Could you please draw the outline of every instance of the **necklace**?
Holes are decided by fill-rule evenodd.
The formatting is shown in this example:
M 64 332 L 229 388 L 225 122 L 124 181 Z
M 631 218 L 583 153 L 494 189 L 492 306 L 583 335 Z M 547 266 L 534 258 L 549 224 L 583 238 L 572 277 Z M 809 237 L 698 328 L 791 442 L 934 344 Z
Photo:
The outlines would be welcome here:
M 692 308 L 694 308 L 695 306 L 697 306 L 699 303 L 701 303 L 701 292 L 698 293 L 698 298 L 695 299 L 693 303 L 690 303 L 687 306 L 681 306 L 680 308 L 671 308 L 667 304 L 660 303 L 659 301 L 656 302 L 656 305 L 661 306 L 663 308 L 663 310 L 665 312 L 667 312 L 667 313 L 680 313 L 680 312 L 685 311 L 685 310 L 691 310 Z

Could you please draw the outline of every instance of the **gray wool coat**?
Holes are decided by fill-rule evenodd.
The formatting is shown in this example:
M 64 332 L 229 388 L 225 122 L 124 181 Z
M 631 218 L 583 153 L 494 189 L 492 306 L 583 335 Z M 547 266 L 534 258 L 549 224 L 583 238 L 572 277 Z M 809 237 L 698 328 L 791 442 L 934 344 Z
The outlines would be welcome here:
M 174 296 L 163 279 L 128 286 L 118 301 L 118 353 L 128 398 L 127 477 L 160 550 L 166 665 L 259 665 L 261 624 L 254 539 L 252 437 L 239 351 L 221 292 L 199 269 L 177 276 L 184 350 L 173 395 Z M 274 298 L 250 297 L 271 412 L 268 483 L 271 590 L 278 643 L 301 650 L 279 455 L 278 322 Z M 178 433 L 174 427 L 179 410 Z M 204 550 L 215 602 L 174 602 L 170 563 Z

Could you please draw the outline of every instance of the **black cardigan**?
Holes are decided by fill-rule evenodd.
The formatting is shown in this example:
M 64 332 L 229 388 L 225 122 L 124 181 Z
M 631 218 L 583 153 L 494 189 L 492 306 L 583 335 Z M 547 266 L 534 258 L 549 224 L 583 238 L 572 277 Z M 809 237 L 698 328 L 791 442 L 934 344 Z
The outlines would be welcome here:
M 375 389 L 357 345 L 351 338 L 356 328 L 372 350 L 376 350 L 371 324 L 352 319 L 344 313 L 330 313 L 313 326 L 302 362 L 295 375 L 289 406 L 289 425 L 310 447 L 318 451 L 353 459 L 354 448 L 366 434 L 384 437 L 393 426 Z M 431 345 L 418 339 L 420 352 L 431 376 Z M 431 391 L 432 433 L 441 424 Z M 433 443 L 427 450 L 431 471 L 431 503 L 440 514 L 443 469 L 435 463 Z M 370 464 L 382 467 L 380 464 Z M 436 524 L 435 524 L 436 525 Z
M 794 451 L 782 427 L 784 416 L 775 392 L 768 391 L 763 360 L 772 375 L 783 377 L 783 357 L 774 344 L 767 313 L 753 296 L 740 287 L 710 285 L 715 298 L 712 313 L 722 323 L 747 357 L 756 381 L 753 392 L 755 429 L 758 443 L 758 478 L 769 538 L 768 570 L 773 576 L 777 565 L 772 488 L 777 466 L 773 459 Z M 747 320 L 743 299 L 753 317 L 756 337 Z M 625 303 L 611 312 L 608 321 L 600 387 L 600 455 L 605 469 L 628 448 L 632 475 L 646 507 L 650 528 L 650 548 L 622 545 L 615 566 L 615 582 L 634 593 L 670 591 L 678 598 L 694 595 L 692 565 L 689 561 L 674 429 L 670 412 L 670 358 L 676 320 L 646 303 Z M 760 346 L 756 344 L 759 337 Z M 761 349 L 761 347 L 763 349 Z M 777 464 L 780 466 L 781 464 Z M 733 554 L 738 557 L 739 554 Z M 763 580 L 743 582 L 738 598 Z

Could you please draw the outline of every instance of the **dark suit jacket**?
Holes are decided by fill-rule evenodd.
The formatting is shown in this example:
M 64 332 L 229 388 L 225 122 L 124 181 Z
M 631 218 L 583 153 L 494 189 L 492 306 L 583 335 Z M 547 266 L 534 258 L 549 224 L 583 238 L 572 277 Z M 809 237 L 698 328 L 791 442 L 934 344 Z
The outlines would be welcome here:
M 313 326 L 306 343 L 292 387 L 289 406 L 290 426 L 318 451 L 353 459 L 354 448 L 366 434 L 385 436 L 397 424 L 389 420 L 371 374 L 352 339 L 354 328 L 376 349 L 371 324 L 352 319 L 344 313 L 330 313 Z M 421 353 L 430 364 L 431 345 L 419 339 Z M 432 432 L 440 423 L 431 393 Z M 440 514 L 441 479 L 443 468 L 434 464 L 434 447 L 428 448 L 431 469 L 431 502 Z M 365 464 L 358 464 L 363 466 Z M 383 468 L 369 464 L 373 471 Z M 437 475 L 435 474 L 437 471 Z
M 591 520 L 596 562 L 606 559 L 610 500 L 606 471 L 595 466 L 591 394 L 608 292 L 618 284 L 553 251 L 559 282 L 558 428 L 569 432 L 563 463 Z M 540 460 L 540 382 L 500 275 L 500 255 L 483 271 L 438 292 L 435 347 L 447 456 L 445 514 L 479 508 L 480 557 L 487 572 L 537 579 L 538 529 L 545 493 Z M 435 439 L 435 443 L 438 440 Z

Work to do →
Convert every line of the records above into a Markdown table with the columns Row and Line. Number the rows in order, and leave out the blank lines.

Task output →
| Row | Line |
|---|---|
| 1 | Could you please draw the outline of every instance of the **necklace**? |
| 2 | Holes are decided by fill-rule evenodd. |
| 3 | The formatting is shown in this example: |
| 4 | M 64 332 L 229 388 L 225 122 L 124 181 Z |
| 5 | M 631 218 L 583 153 L 494 189 L 492 306 L 583 335 Z M 547 266 L 534 258 L 549 224 L 583 238 L 572 277 Z M 809 237 L 698 328 L 791 442 L 934 344 Z |
| 6 | Photo: |
| 7 | The outlines would be welcome here: |
| 8 | M 692 308 L 694 308 L 695 306 L 697 306 L 699 303 L 701 303 L 701 292 L 698 293 L 698 298 L 695 299 L 693 303 L 690 303 L 687 306 L 681 306 L 680 308 L 671 308 L 667 304 L 660 303 L 659 301 L 656 302 L 656 305 L 661 306 L 663 308 L 663 310 L 665 312 L 667 312 L 667 313 L 680 313 L 680 312 L 685 311 L 685 310 L 691 310 Z |
| 9 | Could you please draw the outline of every instance of the **gray wool coat**? |
| 10 | Holes are decided by fill-rule evenodd. |
| 11 | The formatting is shown in this example: |
| 12 | M 64 332 L 229 388 L 225 122 L 124 181 Z |
| 13 | M 631 218 L 583 153 L 494 189 L 492 306 L 583 335 Z M 547 266 L 534 258 L 549 224 L 583 238 L 572 277 Z M 809 237 L 698 328 L 791 442 L 934 344 Z |
| 14 | The outlines would be welcome here: |
| 15 | M 174 296 L 163 279 L 128 286 L 118 301 L 118 353 L 128 398 L 127 477 L 160 550 L 166 665 L 259 665 L 261 624 L 254 539 L 252 437 L 239 351 L 221 292 L 199 269 L 177 276 L 184 350 L 173 395 Z M 274 298 L 250 297 L 271 412 L 268 483 L 271 590 L 278 643 L 301 650 L 279 455 L 278 322 Z M 178 433 L 174 427 L 179 410 Z M 204 550 L 215 602 L 174 602 L 170 563 Z |
| 16 | Could you please draw the outline of every instance of the **black cardigan**? |
| 17 | Holes are decided by fill-rule evenodd. |
| 18 | The formatting is shown in this example: |
| 19 | M 64 332 L 229 388 L 225 122 L 124 181 Z |
| 20 | M 631 218 L 583 153 L 494 189 L 492 306 L 583 335 Z M 547 266 L 534 258 L 549 224 L 583 238 L 572 277 Z M 809 237 L 698 328 L 791 442 L 934 344 Z |
| 21 | The outlines would be welcome here: |
| 22 | M 375 389 L 357 345 L 351 338 L 356 328 L 372 350 L 376 350 L 371 324 L 352 319 L 344 313 L 330 313 L 313 326 L 302 362 L 295 375 L 289 406 L 289 425 L 310 447 L 318 451 L 353 459 L 354 448 L 366 434 L 384 437 L 393 426 Z M 431 345 L 418 339 L 420 352 L 431 376 Z M 431 391 L 432 433 L 441 424 Z M 433 443 L 427 450 L 431 471 L 431 503 L 440 514 L 443 469 L 435 463 Z M 370 464 L 382 467 L 380 464 Z M 436 524 L 435 524 L 436 525 Z |
| 23 | M 794 451 L 782 427 L 784 416 L 775 392 L 768 391 L 763 360 L 772 375 L 783 377 L 783 357 L 774 344 L 767 313 L 753 296 L 740 287 L 710 285 L 715 298 L 712 313 L 722 323 L 747 357 L 756 381 L 753 392 L 755 429 L 758 443 L 758 478 L 769 538 L 768 570 L 773 576 L 777 565 L 772 488 L 777 466 L 773 459 Z M 747 320 L 743 299 L 753 317 L 756 337 Z M 625 303 L 611 312 L 608 321 L 600 387 L 600 455 L 605 469 L 628 448 L 632 475 L 646 507 L 650 528 L 650 548 L 622 545 L 615 566 L 615 582 L 634 593 L 670 591 L 678 598 L 694 595 L 692 565 L 689 561 L 674 429 L 670 412 L 670 358 L 676 320 L 646 303 Z M 760 346 L 756 344 L 759 337 Z M 761 349 L 761 347 L 763 349 Z M 777 464 L 780 466 L 781 464 Z M 733 554 L 738 557 L 739 554 Z M 763 580 L 743 582 L 738 598 Z |
| 24 | Could you please draw the outline of every instance of the **dark suit jacket**? |
| 25 | Holes are decided by fill-rule evenodd. |
| 26 | The formatting is shown in this example: |
| 27 | M 64 332 L 229 388 L 225 122 L 124 181 Z |
| 28 | M 631 218 L 583 153 L 494 189 L 492 306 L 583 335 Z M 547 266 L 534 258 L 549 224 L 583 238 L 572 277 Z M 809 237 L 698 328 L 791 442 L 934 344 Z |
| 29 | The outlines would be welcome here: |
| 30 | M 313 326 L 306 343 L 292 387 L 289 406 L 290 426 L 318 451 L 353 459 L 354 448 L 366 434 L 385 436 L 397 424 L 389 420 L 371 374 L 352 339 L 354 328 L 376 349 L 371 324 L 352 319 L 344 313 L 330 313 Z M 421 353 L 430 364 L 431 345 L 419 339 Z M 432 432 L 440 423 L 431 393 Z M 440 514 L 441 479 L 443 468 L 434 464 L 434 447 L 428 448 L 431 469 L 431 502 Z M 365 464 L 358 464 L 363 466 Z M 383 468 L 369 464 L 373 471 Z M 437 475 L 435 474 L 437 471 Z |
| 31 | M 591 520 L 596 562 L 606 559 L 610 500 L 606 471 L 595 466 L 591 394 L 608 292 L 618 284 L 553 251 L 559 282 L 558 428 L 569 432 L 563 463 Z M 540 460 L 540 382 L 500 275 L 500 255 L 483 271 L 438 292 L 435 347 L 447 456 L 445 514 L 479 508 L 480 557 L 487 572 L 537 579 L 538 529 L 545 493 Z M 435 439 L 435 443 L 438 440 Z |